> _Kaynak Metin_:

● ● ● ● ● ● ●

Dünya’nın Öyküsü
Paylaş
14 milyar yıl önceki Büyük Patlama’dan sonra, Güneş Sistemi’mizin ortaya çıkmasına dek yaklaşık 9 milyar yıl geçti. Güneş’in yaklaşık 4,6 milyar yıl önce doğuşu ise Güneş Sistemi’mizin, Dünya’nın ve diğer gezegenlerin ortaya çıkışını hazırladı. Dünya’nın gelişim öyküsü, şimdiki biçimiyle ve birçok jeolojik bilinmezle ilgili sorulara yanıtlar veriyor. Örneğin; Dünya’nın iç yapısını, Dünya’yı çevreleyen atmosferin ve manyetik alanın oluşumunu, okyanusların ve anakaraların kökenini açıklıyor.
Dünya’nın Doğumu
Dünya şimdiki biçimine yaklaşık 50 milyon yılda, yani 4,55 milyar yıllık yaşına göre bir göz kırpışı kadar kısa sürede kavuştu. Bugünkü jeolojik koşullar geçmişteki koşullara ayna tutuyor.

● ● ● ● ● ● ●

> _Görev Listesi_:
A. Dünya'nın öyküsünü anlatan metne göre Dünya'nın gelişim öyküsünün açıkladığı konuları sıralayın.
B. Dünya'nın öyküsünü anlatan metinde, Dünya'nın şimdiki biçimine kavuşması ne kadar sürmüştür?
C. Dünya'nın öyküsünü anlatan metni son cümlesinden sonrasını yazarak sürdürün.

> _Çıkarılan Veriler_:
● ● ● ● ● ● ●

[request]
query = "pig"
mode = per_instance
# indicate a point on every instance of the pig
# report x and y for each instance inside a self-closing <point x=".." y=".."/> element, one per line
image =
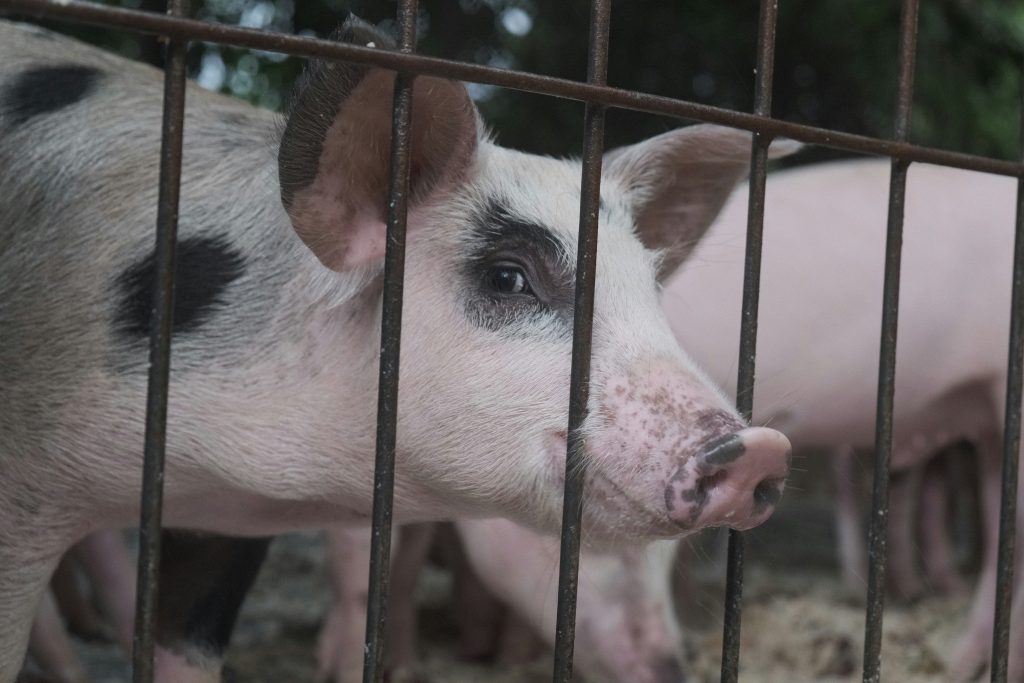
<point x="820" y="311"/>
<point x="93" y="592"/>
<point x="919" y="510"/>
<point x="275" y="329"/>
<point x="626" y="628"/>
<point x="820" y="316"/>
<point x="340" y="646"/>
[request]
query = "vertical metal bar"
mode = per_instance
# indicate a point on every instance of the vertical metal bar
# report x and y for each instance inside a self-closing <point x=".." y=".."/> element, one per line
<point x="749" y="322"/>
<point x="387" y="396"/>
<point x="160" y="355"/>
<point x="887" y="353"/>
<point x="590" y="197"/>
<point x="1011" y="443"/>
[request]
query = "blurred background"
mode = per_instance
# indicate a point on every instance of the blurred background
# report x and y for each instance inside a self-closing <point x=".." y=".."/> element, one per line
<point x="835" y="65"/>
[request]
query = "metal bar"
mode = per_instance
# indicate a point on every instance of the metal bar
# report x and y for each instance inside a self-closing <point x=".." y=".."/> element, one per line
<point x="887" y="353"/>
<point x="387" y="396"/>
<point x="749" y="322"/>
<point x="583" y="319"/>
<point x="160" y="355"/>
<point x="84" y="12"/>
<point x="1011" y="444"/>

● ● ● ● ● ● ●

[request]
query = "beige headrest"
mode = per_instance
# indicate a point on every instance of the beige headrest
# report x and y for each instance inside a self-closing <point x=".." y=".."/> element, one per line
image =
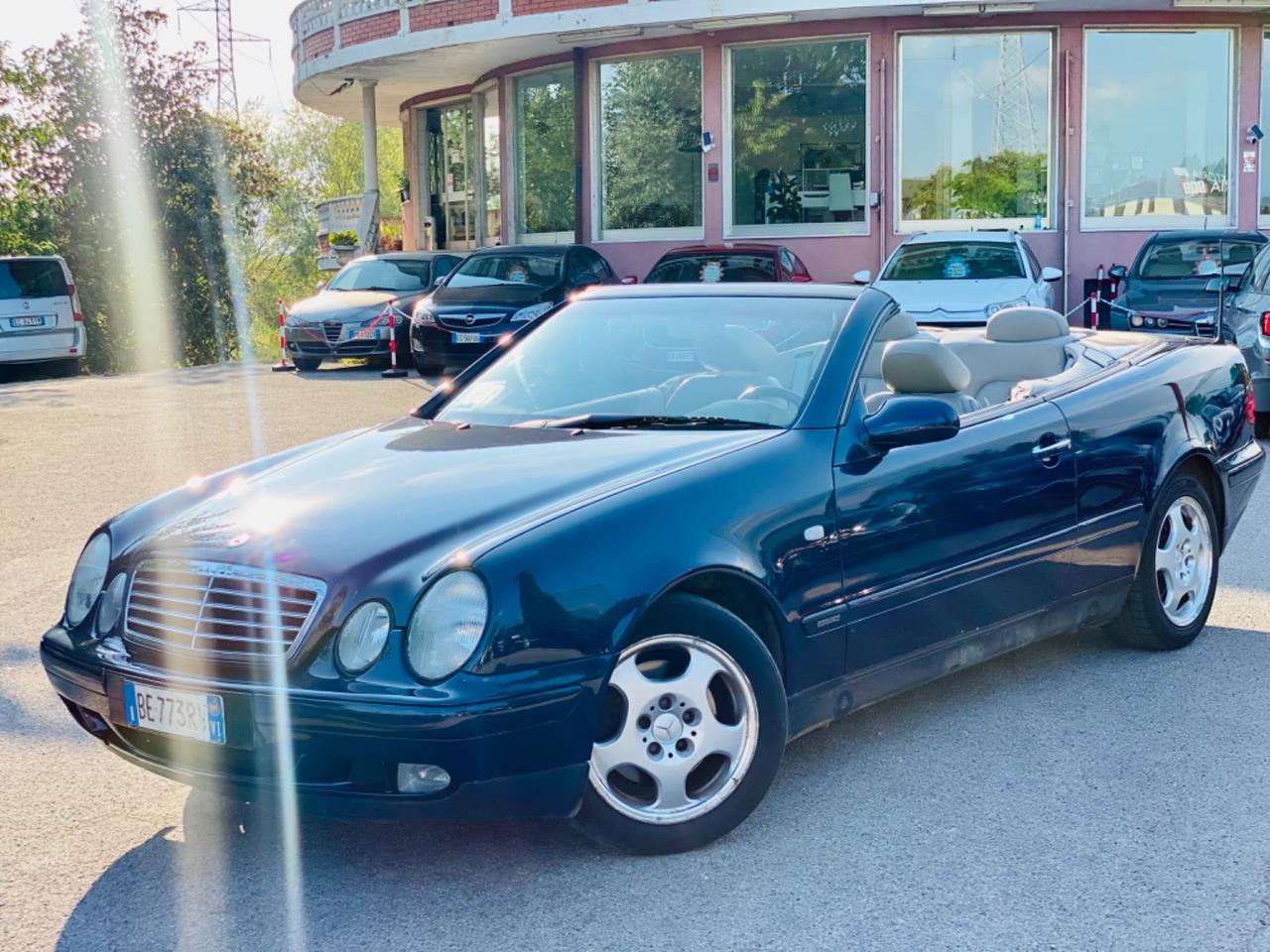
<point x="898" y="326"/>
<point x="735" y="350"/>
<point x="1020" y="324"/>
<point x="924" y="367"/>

● ● ● ● ● ● ●

> _Görevlere Göre Yanıtlar_:
A.
- Dünya'nın iç yapısı
- Dünya'yı çevreleyen atmosferin oluşumu
- Dünya'yı çevreleyen manyetik alanın oluşumu
- Okyanusların kökeni
- Anakaraların kökeni

B. Yaklaşık 50 milyon yıl.

C.
Güneş’in oluşumundan sonra, çok sayıda gök cismi genç yıldızın çevresinde kendine birer yörünge oluşturdu. Gezegencik olarak bilinen bu gezegen atalarının büyüklüğü bir kaç santimetreden birkaç kilometreye kadar varmaktaydı. Zamanla kütle çekim gücü etkisi içinde birbirleriyle çarpışan bu gezegencikler ya daha küçük parçalara bölündü ya da Güneş’in ısısıyla kümeleşip daha büyük gök cisimlerini oluşturdular. Sürekli büyüyen bu madde toplarından kimileri milyonlarca yıl içinde belli bir kütleye kavuştular ve yerçekimsel dalgalar sayesinde Güneş’in çevresinde kararlı bir yörüngeye oturdular. İşte bu Güneş uydularından yani ön-gezegenlerden biri de Dünya’ydı.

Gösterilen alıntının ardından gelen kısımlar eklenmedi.